-- START --

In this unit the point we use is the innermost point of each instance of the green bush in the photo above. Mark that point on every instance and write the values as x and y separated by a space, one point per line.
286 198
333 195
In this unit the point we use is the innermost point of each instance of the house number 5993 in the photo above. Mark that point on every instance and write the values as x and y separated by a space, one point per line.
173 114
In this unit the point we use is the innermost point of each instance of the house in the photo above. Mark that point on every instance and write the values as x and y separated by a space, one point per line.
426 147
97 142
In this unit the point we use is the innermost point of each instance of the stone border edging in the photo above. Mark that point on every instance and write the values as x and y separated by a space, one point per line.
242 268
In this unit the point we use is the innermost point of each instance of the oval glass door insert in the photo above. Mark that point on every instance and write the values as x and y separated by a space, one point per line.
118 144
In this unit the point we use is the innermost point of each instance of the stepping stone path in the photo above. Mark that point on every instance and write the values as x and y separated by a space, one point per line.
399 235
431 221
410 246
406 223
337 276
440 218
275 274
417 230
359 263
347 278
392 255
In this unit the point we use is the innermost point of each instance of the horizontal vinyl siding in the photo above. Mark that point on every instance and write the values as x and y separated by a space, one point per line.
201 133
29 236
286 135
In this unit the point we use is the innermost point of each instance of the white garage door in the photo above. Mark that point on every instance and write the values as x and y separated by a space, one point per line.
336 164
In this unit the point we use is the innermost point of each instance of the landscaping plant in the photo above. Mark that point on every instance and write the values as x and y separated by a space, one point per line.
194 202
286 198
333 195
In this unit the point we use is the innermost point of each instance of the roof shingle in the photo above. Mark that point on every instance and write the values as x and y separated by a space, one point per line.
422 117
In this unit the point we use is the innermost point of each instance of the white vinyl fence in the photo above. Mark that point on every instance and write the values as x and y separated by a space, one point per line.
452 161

-- END --
-- START --

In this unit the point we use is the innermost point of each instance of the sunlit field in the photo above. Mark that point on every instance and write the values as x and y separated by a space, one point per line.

-- END --

## What is required
From the records above, extract each line that contains the string "stone". The match is case-sensitive.

## Exercise response
In this unit the point we use is the innermost point of each instance of the stone border edging in the photo above. Mark that point on every instance and write the values as x and y separated by a space, one point per line.
In this unit the point we use is the innermost point of each instance of the stepping stone path in the photo above. Mark that point on every instance and write the values as x and y separated by a space, one point per line.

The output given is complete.